→ **What the task requires**: Exactly and only the lines below from the one containing "[pin] green potted plant -- one per line" down to the one containing "[pin] man's face -- one per line" are wanted, both included; please exclude every picture.

→ **Data listing**:
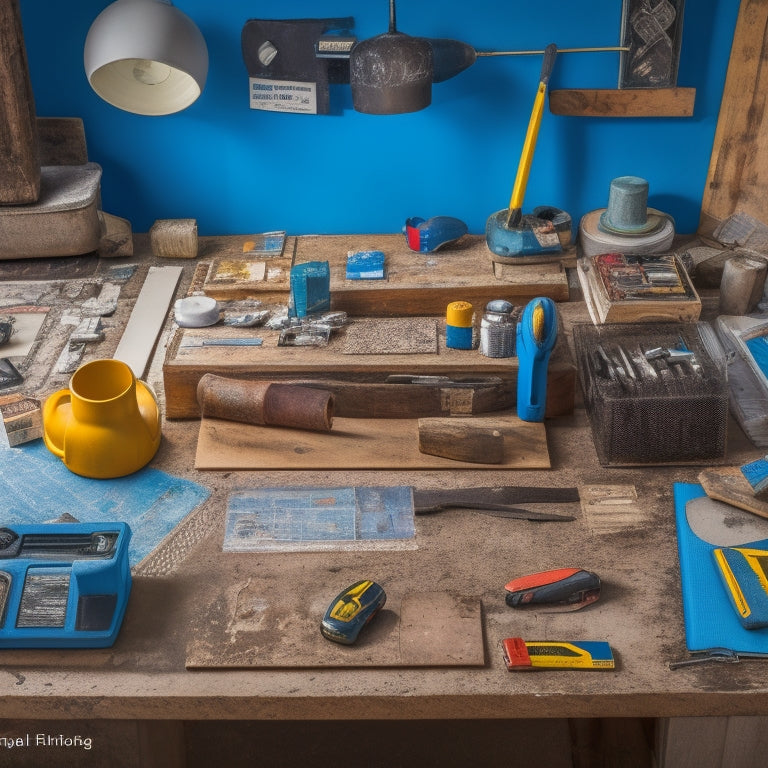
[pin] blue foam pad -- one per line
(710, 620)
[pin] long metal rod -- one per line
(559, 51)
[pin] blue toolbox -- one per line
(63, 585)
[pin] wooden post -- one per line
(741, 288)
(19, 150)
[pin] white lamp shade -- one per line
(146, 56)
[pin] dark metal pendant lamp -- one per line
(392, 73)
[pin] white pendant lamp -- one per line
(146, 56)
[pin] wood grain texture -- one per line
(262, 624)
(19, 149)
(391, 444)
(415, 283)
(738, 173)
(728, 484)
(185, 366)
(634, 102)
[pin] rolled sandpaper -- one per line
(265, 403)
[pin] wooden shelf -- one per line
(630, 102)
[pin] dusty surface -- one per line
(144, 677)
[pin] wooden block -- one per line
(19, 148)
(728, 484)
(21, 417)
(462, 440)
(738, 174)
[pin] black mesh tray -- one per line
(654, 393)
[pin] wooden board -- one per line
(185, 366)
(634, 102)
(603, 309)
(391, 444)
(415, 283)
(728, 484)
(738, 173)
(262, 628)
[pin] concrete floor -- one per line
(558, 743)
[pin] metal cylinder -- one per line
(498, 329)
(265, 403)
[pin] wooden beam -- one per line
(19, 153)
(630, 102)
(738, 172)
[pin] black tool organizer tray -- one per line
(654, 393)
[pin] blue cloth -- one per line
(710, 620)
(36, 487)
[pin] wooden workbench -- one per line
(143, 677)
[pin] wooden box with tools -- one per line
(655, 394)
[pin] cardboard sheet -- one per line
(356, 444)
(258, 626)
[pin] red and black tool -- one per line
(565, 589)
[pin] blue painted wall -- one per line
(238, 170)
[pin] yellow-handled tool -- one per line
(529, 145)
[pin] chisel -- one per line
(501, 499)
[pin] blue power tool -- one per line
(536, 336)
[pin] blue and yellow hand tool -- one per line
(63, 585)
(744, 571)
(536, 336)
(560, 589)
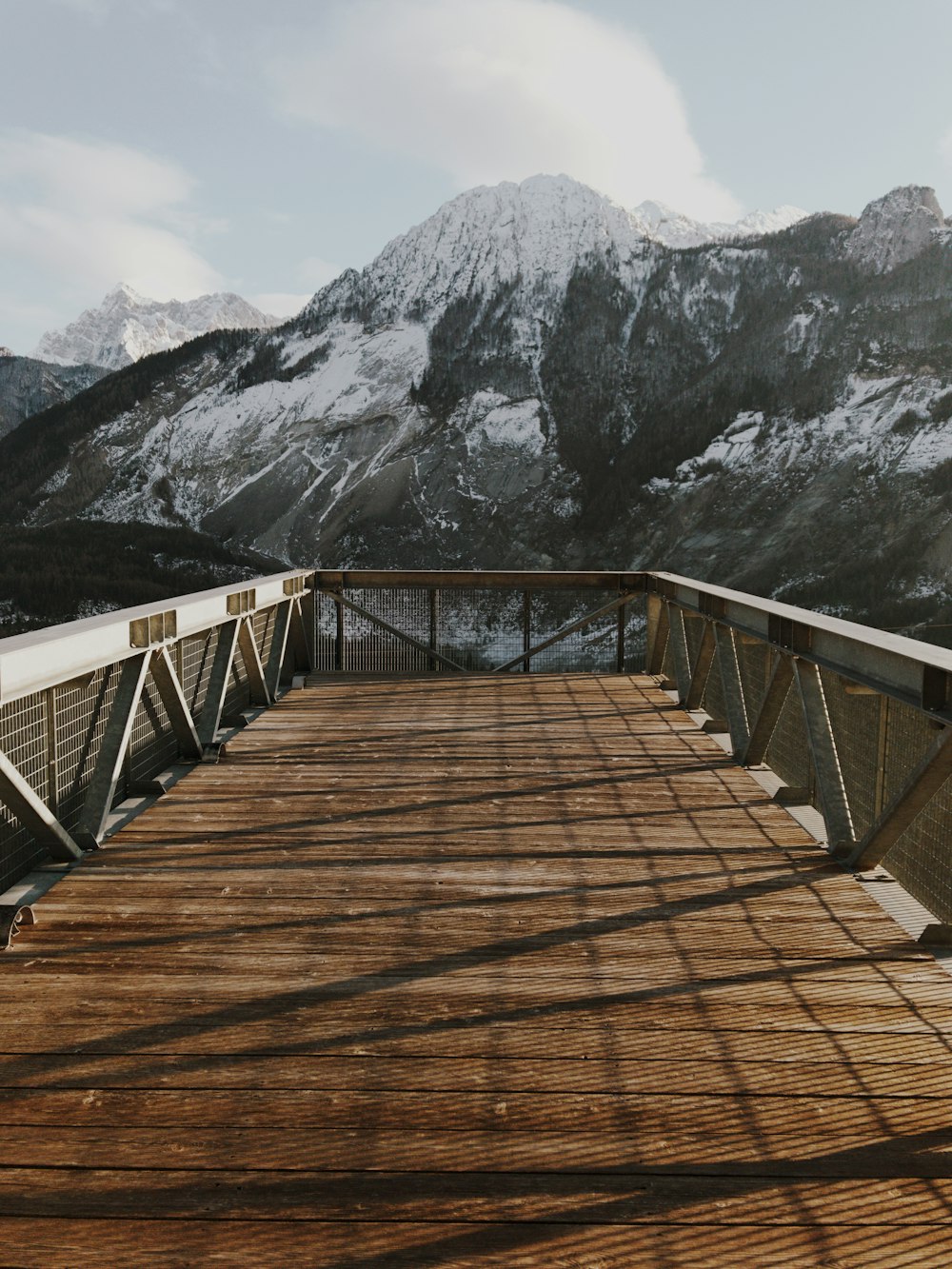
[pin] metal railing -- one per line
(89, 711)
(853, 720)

...

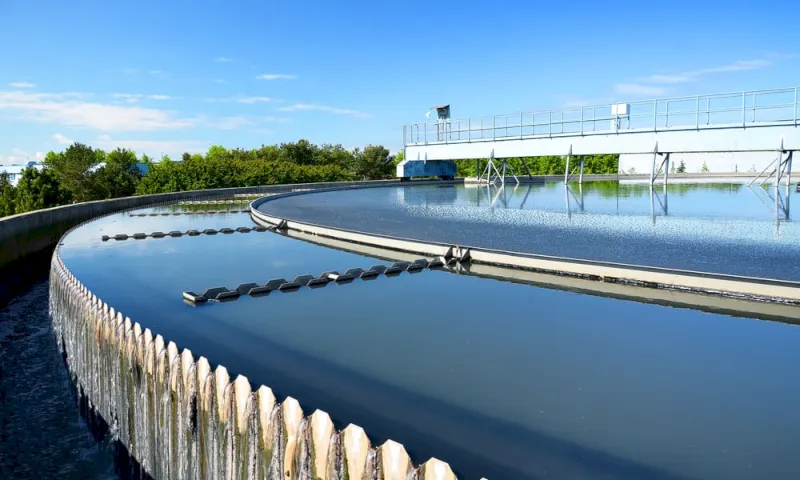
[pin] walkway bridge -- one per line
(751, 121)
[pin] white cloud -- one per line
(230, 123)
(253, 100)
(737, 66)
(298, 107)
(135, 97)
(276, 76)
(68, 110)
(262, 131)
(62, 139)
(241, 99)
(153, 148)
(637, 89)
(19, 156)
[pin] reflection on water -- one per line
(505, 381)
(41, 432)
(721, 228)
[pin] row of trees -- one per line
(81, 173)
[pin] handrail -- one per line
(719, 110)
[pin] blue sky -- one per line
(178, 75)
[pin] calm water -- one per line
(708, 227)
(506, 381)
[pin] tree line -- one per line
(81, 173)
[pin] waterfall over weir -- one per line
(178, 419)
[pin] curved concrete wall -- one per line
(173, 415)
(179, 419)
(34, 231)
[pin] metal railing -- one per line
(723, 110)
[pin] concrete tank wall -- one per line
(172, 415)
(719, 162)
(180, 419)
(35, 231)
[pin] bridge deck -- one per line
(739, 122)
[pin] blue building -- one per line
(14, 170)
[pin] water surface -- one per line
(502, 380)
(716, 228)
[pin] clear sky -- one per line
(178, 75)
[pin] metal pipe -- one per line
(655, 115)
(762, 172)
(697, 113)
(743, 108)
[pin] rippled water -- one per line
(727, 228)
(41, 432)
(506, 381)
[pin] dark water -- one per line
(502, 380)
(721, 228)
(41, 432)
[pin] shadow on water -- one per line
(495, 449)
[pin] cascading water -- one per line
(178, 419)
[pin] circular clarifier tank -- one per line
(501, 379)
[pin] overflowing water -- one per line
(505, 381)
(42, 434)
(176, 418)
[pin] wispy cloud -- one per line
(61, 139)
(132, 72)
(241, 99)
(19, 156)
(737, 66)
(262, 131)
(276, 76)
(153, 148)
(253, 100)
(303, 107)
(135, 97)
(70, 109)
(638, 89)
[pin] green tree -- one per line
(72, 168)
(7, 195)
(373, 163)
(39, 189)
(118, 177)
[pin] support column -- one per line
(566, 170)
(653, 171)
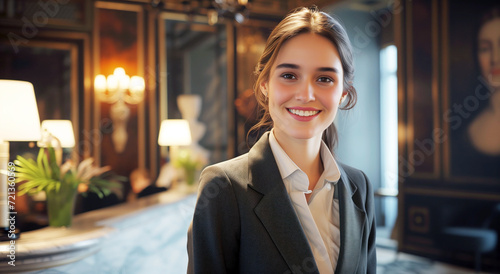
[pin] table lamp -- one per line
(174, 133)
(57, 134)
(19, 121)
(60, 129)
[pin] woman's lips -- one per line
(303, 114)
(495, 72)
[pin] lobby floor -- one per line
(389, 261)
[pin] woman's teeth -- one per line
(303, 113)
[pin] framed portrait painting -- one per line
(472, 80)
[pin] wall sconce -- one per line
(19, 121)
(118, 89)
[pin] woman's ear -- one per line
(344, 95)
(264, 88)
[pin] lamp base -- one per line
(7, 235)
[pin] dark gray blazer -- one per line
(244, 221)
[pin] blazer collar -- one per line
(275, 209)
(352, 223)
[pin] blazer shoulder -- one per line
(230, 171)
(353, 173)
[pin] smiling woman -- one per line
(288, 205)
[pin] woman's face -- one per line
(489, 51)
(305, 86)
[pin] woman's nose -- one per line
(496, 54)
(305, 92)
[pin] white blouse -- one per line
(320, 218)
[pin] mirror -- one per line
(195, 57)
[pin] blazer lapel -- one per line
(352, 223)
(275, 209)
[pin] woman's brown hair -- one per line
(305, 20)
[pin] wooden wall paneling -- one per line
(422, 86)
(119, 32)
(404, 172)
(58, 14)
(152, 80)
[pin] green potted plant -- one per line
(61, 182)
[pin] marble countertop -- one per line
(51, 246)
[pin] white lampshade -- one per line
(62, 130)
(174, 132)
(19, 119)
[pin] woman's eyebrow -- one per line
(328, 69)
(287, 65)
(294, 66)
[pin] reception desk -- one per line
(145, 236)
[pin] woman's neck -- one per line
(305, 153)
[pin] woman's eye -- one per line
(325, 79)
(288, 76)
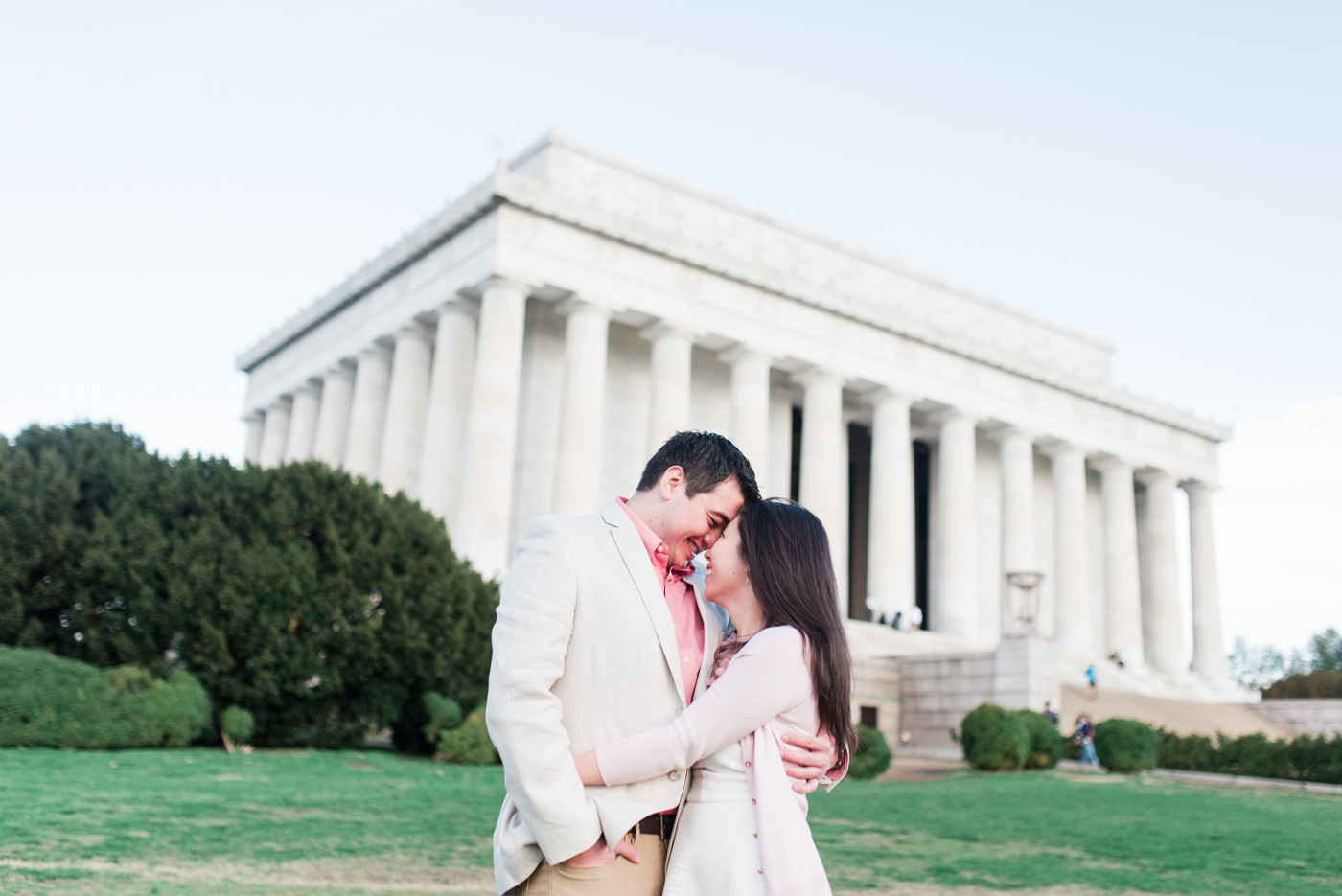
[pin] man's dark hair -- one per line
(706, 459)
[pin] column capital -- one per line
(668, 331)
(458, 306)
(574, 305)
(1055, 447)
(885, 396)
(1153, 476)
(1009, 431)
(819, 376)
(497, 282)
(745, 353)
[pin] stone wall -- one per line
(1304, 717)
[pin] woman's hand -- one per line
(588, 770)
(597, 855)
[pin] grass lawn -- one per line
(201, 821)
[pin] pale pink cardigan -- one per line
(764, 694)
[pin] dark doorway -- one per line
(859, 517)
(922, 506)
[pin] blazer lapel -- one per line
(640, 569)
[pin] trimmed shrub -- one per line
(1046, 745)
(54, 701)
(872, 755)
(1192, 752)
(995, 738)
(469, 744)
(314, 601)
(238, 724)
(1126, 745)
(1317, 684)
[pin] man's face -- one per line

→ **Result for this task**:
[pin] green potted plant -- one per line
(61, 182)
[pin] marble countertop -- one per line
(51, 246)
[pin] white lampshade -- one per line
(62, 130)
(174, 132)
(19, 119)
[pin] woman's eyebrow -- one per line
(328, 69)
(287, 65)
(294, 66)
[pin] reception desk -- one per line
(145, 236)
[pin] woman's neck -- one per line
(305, 153)
[pin] woman's eye -- one per line
(325, 79)
(288, 76)
[pin] man's dark hair -- one per line
(706, 459)
[pin] column capital -- one per line
(668, 331)
(458, 306)
(574, 305)
(1055, 447)
(885, 396)
(1153, 476)
(1009, 431)
(819, 376)
(497, 282)
(745, 353)
[pin] stone wall -- one per line
(1304, 717)
[pin] woman's hand -- one per line
(588, 770)
(597, 855)
[pin] grass lawn -- one per line
(201, 821)
[pin] pale pink cardigan -- one per line
(764, 694)
[pin] dark doorway -- one per line
(859, 517)
(922, 506)
[pin] blazer lapel -- one per line
(640, 569)
[pin] trimmed shrub -- one per line
(1046, 745)
(54, 701)
(872, 755)
(1192, 752)
(995, 738)
(469, 744)
(314, 601)
(238, 724)
(1126, 745)
(1317, 684)
[pin] man's face -- one per line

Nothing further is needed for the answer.